* [AUFGABENDETAILS] Übersetze bitte aus dem Bericht über den linken Mittelstandskongress den Satz „In einer Resolution wird ein »Schutzschirm für das Handwerk« gefordert.“ ins Englische.

Schutzschirm fürs Handwerk




Links-Konferenz zur Zukunft kleiner und mittlerer Unternehmen


Von Christoph Nitz
Rettungsschirme haben Konjunktur – doch in erster Linie fänden nur Konzerne und Großbanken Platz unter denselben, so die Kritik linker Unternehmer und Freiberufler beim ersten europäischen Mittelstandskongress von OWUS und der Rosa-Luxemburg-Stiftung am Wochenende in Berlin. In einer Resolution wird ein »Schutzschirm für das Handwerk« gefordert.
Der Fokus der Politik richte sich auch in der Krise vorrangig auf Konzerne, kritisierte Diether Dehm. Der Bundestagsabgeordnete der LINKEN ist Vorstandvorsitzender des Unternehmerverbandes OWUS. Kleine und mittlere Unternehmen (KMU) hätten keine »wirksame Lobby«, diese Lücke wolle seine Organisation schließen. »Linke Unternehmer bekommen bei den Unternehmern Prügel, weil sie links sind, und bei den LINKEN, weil sie Unternehmer sind«, beschrieb Dehm die »Exotenrolle« der bei OWUS Engagierten. Seit 1994 mühe sich der Verband, diese Lobbyarbeit für KMU zu leisten, daran erinnerte Mitgründerin Christa Luft. Inzwischen würden die Interessen von Handwerkern und Kleinbetrieben bei der LINKEN ernst genommen, nach den kommenden Wahlen müssten Abgeordnete als »Anlaufstellen« für Unternehmer wirken.

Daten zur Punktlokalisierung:
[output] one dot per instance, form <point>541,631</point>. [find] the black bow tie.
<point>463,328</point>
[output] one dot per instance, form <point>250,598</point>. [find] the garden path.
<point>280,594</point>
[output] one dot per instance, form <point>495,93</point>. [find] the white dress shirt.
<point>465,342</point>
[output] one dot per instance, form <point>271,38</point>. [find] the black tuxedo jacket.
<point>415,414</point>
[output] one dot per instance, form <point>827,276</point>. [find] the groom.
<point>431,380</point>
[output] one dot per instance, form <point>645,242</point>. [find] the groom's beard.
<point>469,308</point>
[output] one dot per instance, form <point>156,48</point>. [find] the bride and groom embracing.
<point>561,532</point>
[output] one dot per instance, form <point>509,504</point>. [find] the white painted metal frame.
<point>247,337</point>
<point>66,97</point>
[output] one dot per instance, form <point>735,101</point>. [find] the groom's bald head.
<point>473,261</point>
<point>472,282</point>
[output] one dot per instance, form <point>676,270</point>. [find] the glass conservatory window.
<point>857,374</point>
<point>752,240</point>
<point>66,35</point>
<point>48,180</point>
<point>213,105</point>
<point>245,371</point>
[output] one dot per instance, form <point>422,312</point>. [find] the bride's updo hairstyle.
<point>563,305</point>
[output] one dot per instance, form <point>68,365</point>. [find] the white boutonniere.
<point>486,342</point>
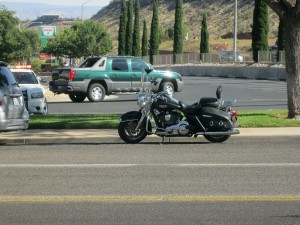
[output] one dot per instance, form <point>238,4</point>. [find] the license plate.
<point>16,101</point>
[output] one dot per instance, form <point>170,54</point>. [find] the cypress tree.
<point>136,49</point>
<point>145,40</point>
<point>260,29</point>
<point>204,42</point>
<point>178,31</point>
<point>154,35</point>
<point>122,29</point>
<point>128,46</point>
<point>281,35</point>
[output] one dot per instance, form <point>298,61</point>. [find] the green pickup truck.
<point>106,75</point>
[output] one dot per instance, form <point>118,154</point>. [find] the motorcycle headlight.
<point>141,100</point>
<point>37,95</point>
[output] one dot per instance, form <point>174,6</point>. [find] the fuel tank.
<point>167,103</point>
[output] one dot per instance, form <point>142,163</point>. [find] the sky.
<point>65,2</point>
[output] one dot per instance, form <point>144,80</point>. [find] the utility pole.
<point>82,8</point>
<point>235,29</point>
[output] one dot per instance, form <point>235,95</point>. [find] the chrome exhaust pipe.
<point>230,132</point>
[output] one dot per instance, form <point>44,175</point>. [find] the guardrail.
<point>273,57</point>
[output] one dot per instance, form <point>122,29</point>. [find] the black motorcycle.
<point>165,116</point>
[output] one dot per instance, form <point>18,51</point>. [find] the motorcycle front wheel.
<point>217,138</point>
<point>128,134</point>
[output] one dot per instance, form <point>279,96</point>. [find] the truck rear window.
<point>120,65</point>
<point>89,62</point>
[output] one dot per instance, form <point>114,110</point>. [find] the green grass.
<point>247,119</point>
<point>73,121</point>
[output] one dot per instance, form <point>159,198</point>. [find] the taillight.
<point>72,74</point>
<point>235,113</point>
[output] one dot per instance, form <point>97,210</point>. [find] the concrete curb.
<point>102,136</point>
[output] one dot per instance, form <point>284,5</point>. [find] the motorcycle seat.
<point>189,109</point>
<point>212,102</point>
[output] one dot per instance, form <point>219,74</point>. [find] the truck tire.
<point>169,88</point>
<point>78,97</point>
<point>96,93</point>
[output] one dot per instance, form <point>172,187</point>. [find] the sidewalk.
<point>69,136</point>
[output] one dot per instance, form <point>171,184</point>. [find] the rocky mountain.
<point>31,11</point>
<point>220,16</point>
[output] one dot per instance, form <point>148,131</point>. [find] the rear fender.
<point>135,116</point>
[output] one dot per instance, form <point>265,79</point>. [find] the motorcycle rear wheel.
<point>217,138</point>
<point>128,134</point>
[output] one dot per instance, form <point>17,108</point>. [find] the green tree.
<point>145,49</point>
<point>136,48</point>
<point>281,35</point>
<point>289,12</point>
<point>122,29</point>
<point>204,42</point>
<point>10,36</point>
<point>260,28</point>
<point>129,29</point>
<point>154,35</point>
<point>178,31</point>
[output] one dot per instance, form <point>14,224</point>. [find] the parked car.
<point>13,113</point>
<point>33,91</point>
<point>228,56</point>
<point>98,76</point>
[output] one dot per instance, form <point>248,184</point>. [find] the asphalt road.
<point>249,94</point>
<point>243,181</point>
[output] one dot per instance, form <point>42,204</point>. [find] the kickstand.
<point>163,140</point>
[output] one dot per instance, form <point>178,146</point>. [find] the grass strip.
<point>247,119</point>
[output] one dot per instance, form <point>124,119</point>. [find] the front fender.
<point>129,116</point>
<point>135,116</point>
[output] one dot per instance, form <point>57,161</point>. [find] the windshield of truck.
<point>25,78</point>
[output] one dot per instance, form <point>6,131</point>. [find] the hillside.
<point>220,17</point>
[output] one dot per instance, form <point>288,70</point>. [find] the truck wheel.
<point>169,88</point>
<point>78,97</point>
<point>96,93</point>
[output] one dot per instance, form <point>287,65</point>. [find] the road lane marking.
<point>110,199</point>
<point>149,165</point>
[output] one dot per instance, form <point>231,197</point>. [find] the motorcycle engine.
<point>172,123</point>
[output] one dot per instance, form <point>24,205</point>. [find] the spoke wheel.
<point>128,133</point>
<point>78,97</point>
<point>96,93</point>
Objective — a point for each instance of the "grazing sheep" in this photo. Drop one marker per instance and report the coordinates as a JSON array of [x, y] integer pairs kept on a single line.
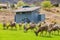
[[12, 24]]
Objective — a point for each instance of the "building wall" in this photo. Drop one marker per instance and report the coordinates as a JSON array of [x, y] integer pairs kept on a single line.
[[33, 17]]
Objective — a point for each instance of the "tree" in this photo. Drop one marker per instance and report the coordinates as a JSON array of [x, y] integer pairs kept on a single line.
[[46, 4], [21, 3]]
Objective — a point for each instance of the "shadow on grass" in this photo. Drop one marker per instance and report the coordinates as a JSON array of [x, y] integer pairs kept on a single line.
[[56, 34], [47, 36], [13, 29]]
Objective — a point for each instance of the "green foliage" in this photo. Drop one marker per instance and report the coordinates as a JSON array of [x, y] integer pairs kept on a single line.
[[46, 4], [21, 3]]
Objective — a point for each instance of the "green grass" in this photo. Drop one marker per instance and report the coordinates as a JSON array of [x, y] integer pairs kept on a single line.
[[20, 35]]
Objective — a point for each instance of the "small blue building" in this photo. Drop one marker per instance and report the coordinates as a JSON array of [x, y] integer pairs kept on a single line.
[[29, 14]]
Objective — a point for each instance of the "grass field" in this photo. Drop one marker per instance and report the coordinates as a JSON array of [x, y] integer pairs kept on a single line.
[[20, 35]]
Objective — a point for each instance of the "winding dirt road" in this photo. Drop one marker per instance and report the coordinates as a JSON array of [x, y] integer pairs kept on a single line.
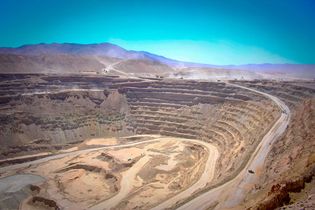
[[232, 192], [129, 176], [229, 194]]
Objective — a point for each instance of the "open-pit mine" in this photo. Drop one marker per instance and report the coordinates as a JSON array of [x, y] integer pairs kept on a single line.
[[109, 142]]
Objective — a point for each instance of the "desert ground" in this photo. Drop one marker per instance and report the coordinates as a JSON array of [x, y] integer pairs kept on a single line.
[[111, 142]]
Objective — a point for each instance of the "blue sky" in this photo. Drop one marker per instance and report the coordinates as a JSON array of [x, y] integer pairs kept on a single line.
[[206, 31]]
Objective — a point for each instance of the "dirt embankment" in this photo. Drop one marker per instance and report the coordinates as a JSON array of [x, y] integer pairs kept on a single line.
[[290, 164]]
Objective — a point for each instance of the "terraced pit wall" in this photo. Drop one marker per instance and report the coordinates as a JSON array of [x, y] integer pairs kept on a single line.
[[40, 112]]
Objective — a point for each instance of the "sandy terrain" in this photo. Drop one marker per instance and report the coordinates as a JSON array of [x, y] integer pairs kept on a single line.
[[232, 192], [141, 174]]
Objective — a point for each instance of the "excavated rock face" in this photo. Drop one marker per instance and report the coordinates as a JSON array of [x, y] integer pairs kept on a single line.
[[43, 113], [290, 165]]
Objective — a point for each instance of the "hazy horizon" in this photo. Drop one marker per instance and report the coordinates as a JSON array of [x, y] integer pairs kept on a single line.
[[210, 32]]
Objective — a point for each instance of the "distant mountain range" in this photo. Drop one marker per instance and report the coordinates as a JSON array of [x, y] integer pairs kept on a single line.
[[69, 57]]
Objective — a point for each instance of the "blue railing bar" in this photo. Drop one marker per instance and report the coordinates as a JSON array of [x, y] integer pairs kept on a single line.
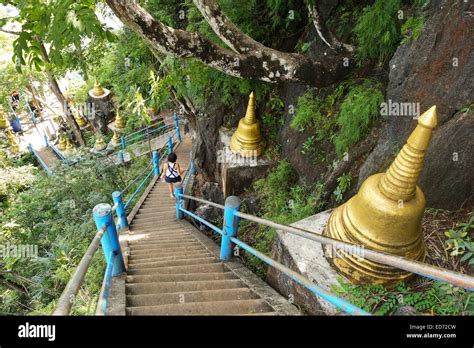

* [LÖSUNG UNTEN] A resolution calls for a "protective umbrella for the skilled trades."